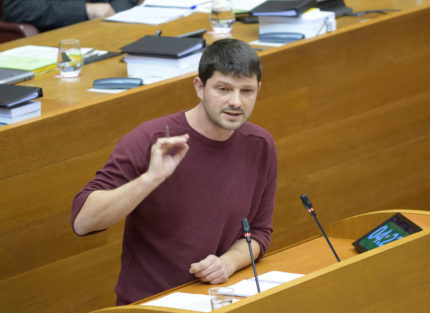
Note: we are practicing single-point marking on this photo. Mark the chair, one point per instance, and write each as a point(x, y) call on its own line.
point(11, 31)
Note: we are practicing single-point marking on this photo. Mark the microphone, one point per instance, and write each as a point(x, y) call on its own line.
point(308, 206)
point(247, 234)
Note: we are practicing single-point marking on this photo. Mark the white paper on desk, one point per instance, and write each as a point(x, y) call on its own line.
point(184, 301)
point(148, 15)
point(34, 51)
point(248, 287)
point(175, 3)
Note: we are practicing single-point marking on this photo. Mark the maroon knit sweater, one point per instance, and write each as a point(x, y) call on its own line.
point(196, 211)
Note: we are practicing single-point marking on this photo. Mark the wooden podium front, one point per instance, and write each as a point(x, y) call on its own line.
point(391, 278)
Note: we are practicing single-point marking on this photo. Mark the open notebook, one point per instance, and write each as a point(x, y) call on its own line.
point(248, 287)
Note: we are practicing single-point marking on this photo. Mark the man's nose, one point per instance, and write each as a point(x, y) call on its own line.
point(235, 99)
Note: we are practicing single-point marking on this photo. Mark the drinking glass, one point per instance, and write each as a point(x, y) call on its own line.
point(220, 296)
point(69, 60)
point(221, 16)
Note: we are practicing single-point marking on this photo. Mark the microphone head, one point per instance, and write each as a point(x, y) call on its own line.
point(245, 225)
point(306, 202)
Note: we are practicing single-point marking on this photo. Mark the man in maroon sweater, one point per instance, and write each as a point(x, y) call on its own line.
point(185, 181)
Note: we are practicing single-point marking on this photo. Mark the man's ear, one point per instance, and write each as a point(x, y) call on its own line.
point(198, 85)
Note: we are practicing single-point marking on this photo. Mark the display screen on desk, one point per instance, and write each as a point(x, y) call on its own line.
point(396, 227)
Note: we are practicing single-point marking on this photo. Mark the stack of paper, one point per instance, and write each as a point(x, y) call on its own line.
point(248, 287)
point(311, 23)
point(149, 15)
point(292, 20)
point(155, 58)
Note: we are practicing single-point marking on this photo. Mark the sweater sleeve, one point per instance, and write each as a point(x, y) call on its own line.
point(44, 14)
point(261, 221)
point(126, 162)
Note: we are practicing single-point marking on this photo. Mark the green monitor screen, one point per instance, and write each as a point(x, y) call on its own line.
point(396, 227)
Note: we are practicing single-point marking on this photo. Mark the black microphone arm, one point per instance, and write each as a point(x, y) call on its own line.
point(308, 205)
point(247, 234)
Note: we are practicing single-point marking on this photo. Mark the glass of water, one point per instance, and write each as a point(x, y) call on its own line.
point(220, 296)
point(69, 60)
point(222, 16)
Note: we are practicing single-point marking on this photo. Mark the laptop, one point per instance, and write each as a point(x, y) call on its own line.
point(9, 76)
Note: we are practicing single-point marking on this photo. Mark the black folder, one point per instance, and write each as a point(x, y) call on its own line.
point(12, 95)
point(292, 8)
point(165, 46)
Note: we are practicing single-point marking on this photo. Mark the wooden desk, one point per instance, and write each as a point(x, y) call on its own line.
point(349, 113)
point(379, 280)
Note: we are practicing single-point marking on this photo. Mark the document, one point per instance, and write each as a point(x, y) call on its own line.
point(188, 4)
point(248, 287)
point(184, 301)
point(142, 14)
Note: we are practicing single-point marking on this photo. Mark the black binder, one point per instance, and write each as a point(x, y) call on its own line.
point(12, 95)
point(165, 46)
point(292, 8)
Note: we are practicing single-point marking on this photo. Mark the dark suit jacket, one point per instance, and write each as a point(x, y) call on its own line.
point(50, 14)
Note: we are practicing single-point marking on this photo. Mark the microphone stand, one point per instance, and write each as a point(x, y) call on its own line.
point(247, 235)
point(308, 205)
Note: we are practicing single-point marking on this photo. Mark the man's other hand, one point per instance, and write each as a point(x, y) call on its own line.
point(211, 270)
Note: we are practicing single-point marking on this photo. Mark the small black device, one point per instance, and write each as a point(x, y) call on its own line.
point(117, 83)
point(193, 34)
point(280, 37)
point(396, 227)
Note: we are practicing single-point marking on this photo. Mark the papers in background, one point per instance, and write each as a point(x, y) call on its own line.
point(312, 23)
point(142, 14)
point(238, 6)
point(248, 287)
point(37, 59)
point(188, 4)
point(184, 301)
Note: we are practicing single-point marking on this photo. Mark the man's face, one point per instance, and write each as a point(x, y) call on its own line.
point(228, 100)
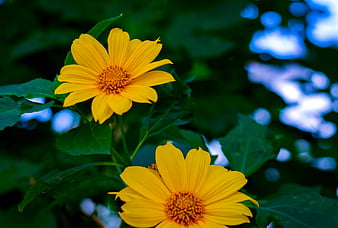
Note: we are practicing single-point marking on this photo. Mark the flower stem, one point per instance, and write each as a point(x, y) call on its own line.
point(83, 116)
point(124, 141)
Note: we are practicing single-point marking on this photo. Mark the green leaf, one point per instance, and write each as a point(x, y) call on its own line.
point(27, 106)
point(36, 218)
point(173, 108)
point(16, 173)
point(33, 89)
point(95, 32)
point(247, 146)
point(91, 138)
point(60, 184)
point(297, 209)
point(9, 112)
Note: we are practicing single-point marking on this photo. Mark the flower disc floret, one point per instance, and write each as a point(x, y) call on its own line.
point(183, 192)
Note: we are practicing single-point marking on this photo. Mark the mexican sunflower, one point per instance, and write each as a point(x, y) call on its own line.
point(115, 77)
point(181, 192)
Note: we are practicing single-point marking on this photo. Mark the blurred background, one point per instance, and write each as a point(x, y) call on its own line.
point(276, 61)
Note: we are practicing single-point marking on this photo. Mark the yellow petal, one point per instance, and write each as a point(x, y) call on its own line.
point(221, 183)
point(77, 74)
point(240, 197)
point(198, 163)
point(143, 213)
point(172, 167)
point(70, 87)
point(145, 183)
point(153, 78)
point(119, 104)
point(168, 224)
point(144, 54)
point(118, 42)
point(88, 52)
point(77, 68)
point(210, 224)
point(79, 96)
point(148, 67)
point(132, 46)
point(231, 214)
point(140, 94)
point(100, 109)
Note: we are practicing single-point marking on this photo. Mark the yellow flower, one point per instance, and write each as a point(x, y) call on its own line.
point(183, 192)
point(116, 77)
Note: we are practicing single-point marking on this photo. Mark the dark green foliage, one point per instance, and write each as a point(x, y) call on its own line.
point(87, 139)
point(303, 209)
point(46, 174)
point(247, 146)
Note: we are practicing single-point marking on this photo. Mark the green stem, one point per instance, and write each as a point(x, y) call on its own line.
point(145, 136)
point(83, 116)
point(115, 157)
point(123, 135)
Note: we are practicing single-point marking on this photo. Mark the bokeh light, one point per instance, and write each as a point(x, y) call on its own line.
point(250, 12)
point(65, 120)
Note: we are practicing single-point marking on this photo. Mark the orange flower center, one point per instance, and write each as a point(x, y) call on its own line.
point(113, 80)
point(184, 208)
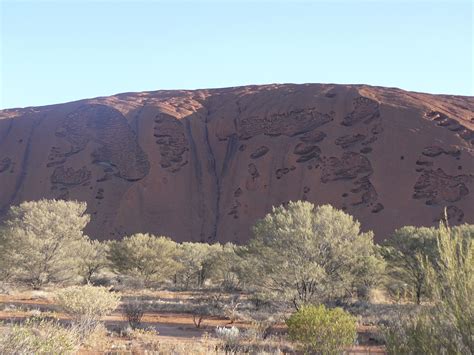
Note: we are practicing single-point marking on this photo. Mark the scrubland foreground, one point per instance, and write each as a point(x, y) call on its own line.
point(309, 281)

=====

◆ WHAT THE TASK REQUIRES
Return each line above exactly; any pictures are to be skipped.

◆ OUTPUT OF THE EXERCISE
Note: we are practicing single-point marking on this photo. Mark the chair, one point per instance, and write each as a point(x, y) call on its own line.
point(11, 31)
Note: we are practicing single-point marking on this photo. Mark the microphone, one point per instance, and write each as a point(x, y) call on its own line.
point(308, 206)
point(247, 234)
Note: we are practicing single-point marking on this photo. Mark the white paper on desk, one point per instance, and write each as a point(x, y) call on its own line.
point(184, 301)
point(148, 15)
point(34, 51)
point(248, 287)
point(175, 3)
Note: we are practicing single-point marking on this photo. Mark the maroon knit sweater, one point per instance, and write each as a point(x, y) call on its own line.
point(196, 211)
Note: we are practicing single-point marking on this photo. Mark the wooden podium front, one point per instance, and write each as a point(x, y) call on its own line.
point(391, 278)
Note: we are practicing single-point marking on this photo. Mark the open notebook, one point per instance, and write each as a point(x, y) call on its own line.
point(248, 287)
Note: we are practicing single-point marking on this photo. Mark the man's nose, one point per instance, and write each as a point(x, y) call on its own line.
point(235, 99)
Note: we are practicing single-point marking on this photo. Mark the drinking glass, one point per instance, and write each as a point(x, y) call on its own line.
point(220, 296)
point(69, 60)
point(221, 16)
Note: we are practicing single-point marking on this photo. Mark the microphone head, one point per instance, and write each as a point(x, y) call on its own line.
point(245, 225)
point(306, 202)
Note: we are practicing single-point marking on this photo. Mark the man in maroon sweater, one point per instance, and write each as a point(x, y) call on its own line.
point(185, 181)
Note: we are practicing single-point marking on this photo. Mark the man's ear, one point per instance, and write each as a point(x, y) call on its own line.
point(198, 85)
Note: we are practicing single-point marking on this photo. Mark the display screen on desk, one point per instance, and write each as a point(x, y) call on its own line.
point(396, 227)
Note: we are practicing single-point marking on this photo. Mark the stack of paper, one point per instance, and write each as a point(x, y) call on its own line.
point(248, 287)
point(311, 23)
point(149, 15)
point(292, 20)
point(155, 58)
Note: we are practicing single-point marking on this photo. Mark the sweater sleeve, one point per instance, and write each as a point(x, y) call on its own line.
point(44, 14)
point(261, 221)
point(126, 162)
Note: we are practicing single-point marking on this photo. Mark the green monitor screen, one point per instance, and write each as a point(x, y) call on its own line.
point(396, 227)
Note: we are practicing single-point marking on this photo. Mark the black microphone arm, one point per instance, and write each as a point(x, y) call on its own line.
point(308, 205)
point(247, 234)
Note: we are practicing single-point marking on this photo. Mark the glass of water, one point per instance, and write each as a point(x, y) call on its own line.
point(220, 296)
point(69, 60)
point(222, 16)
Note: we are practicing single-point marking on this photo. Mark the laptop, one point per instance, and write each as a point(x, y) call on its own line.
point(9, 76)
Note: we are practicing single-point marking on this photo. Mark the black folder, one point per instance, and write each as a point(x, y) call on its own line.
point(12, 95)
point(292, 8)
point(165, 46)
Note: we are practicing single-point marking on this photo. Mark the wooden desk, one point per instance, and write each as a point(x, y) call on its own line.
point(349, 113)
point(379, 280)
Note: we are practicing single-point marking on this photo. Mark the document, one point per instance, and write each as a point(x, y) call on its own line.
point(188, 4)
point(248, 287)
point(184, 301)
point(142, 14)
Note: we are practicing single-point marking on this photo. Mark the black binder, one point per instance, and write each as a point(x, y) call on its own line.
point(12, 95)
point(165, 46)
point(292, 8)
Note: we are practicing single-point marking on this photo. Mark the dark suit jacket, one point per instance, and write each as a point(x, y) call on its own line.
point(50, 14)
Note: we are practicing single-point marking on this photo. Mark the microphone stand, one point per instance, and write each as a point(x, y) call on its own line.
point(247, 235)
point(308, 205)
Note: we are practicing single-point marking on this photo. Mark the man's other hand, one point per instance, and write each as a point(x, y) call on its own line.
point(211, 270)
Note: we are practicing single-point marking on this photo. Mark the small black device, one point per instance, and write each as a point(x, y) call on its own line.
point(117, 83)
point(193, 34)
point(280, 37)
point(396, 227)
Note: we are practicing single-point marking on this photo. Mark the papers in background, one point per instance, and write each as a point(x, y) call on its own line.
point(312, 23)
point(142, 14)
point(238, 6)
point(248, 287)
point(37, 59)
point(188, 4)
point(184, 301)
Note: we are practicing single-point marking on this photo. Mark the man's face, one point per instance, and write each as a point(x, y) call on its own line.
point(228, 100)
Note: we are practicing single-point marking on this photo. Mark the flower stem, one point per instance, and write each as a point(x, y) call on its own line.
point(83, 116)
point(124, 141)
Note: we are practicing single-point marking on this photo. Mark the green leaf, one point per instance, and write each as a point(x, y) call on its own line.
point(27, 106)
point(36, 218)
point(173, 108)
point(16, 173)
point(33, 89)
point(95, 32)
point(247, 146)
point(91, 138)
point(60, 184)
point(297, 209)
point(9, 112)
Note: we are practicing single-point marking on this photo. Mark the flower disc floret, one point per instance, and write each as a point(x, y) call on its own line.
point(183, 192)
Note: we are practicing single-point marking on this photo. Mark the mexican sunflower, one point per instance, and write each as a point(x, y) call on its own line.
point(115, 77)
point(181, 192)
Note: we are practicing single-point marking on this photo. Mark the blurred background, one point per instance, and write each as a point(x, y) call on its own line.
point(276, 61)
Note: we are practicing single-point marking on this photo. Mark the yellow petal, one point per instance, and write each as a point(x, y) call on its own line.
point(221, 183)
point(77, 74)
point(240, 197)
point(198, 163)
point(143, 213)
point(172, 167)
point(70, 87)
point(145, 183)
point(153, 78)
point(119, 104)
point(168, 224)
point(144, 54)
point(118, 42)
point(88, 52)
point(77, 68)
point(210, 224)
point(79, 96)
point(148, 67)
point(132, 46)
point(231, 214)
point(140, 94)
point(100, 109)
Note: we are practicing single-point marking on this photo. Mark the yellow flower, one point per instance, and write each as a point(x, y) call on its own line.
point(183, 192)
point(116, 77)
Note: we are practicing single-point marking on this photo. Mark the dark green foliage, one point per instance, and write each as a point(x, y) call on its own line.
point(87, 139)
point(303, 209)
point(46, 174)
point(247, 146)
Note: we are practicing single-point marking on this photo. Mark the green stem, one point per instance, and write each as a point(x, y) call on its own line.
point(145, 136)
point(83, 116)
point(115, 157)
point(123, 135)
Note: we are practicing single-point marking on this photo. Mark the bokeh light, one point per instance, and write each as a point(x, y) call on its own line.
point(250, 12)
point(65, 120)
Note: we are practicing single-point marking on this photo. Mark the orange flower center, one point per instance, and write each as a point(x, y) call on its own line.
point(113, 80)
point(184, 208)
Note: we are practicing single-point marking on this photo. Mark the scrubland foreground, one point per instance, and write each as a point(x, y) call on its own line.
point(309, 281)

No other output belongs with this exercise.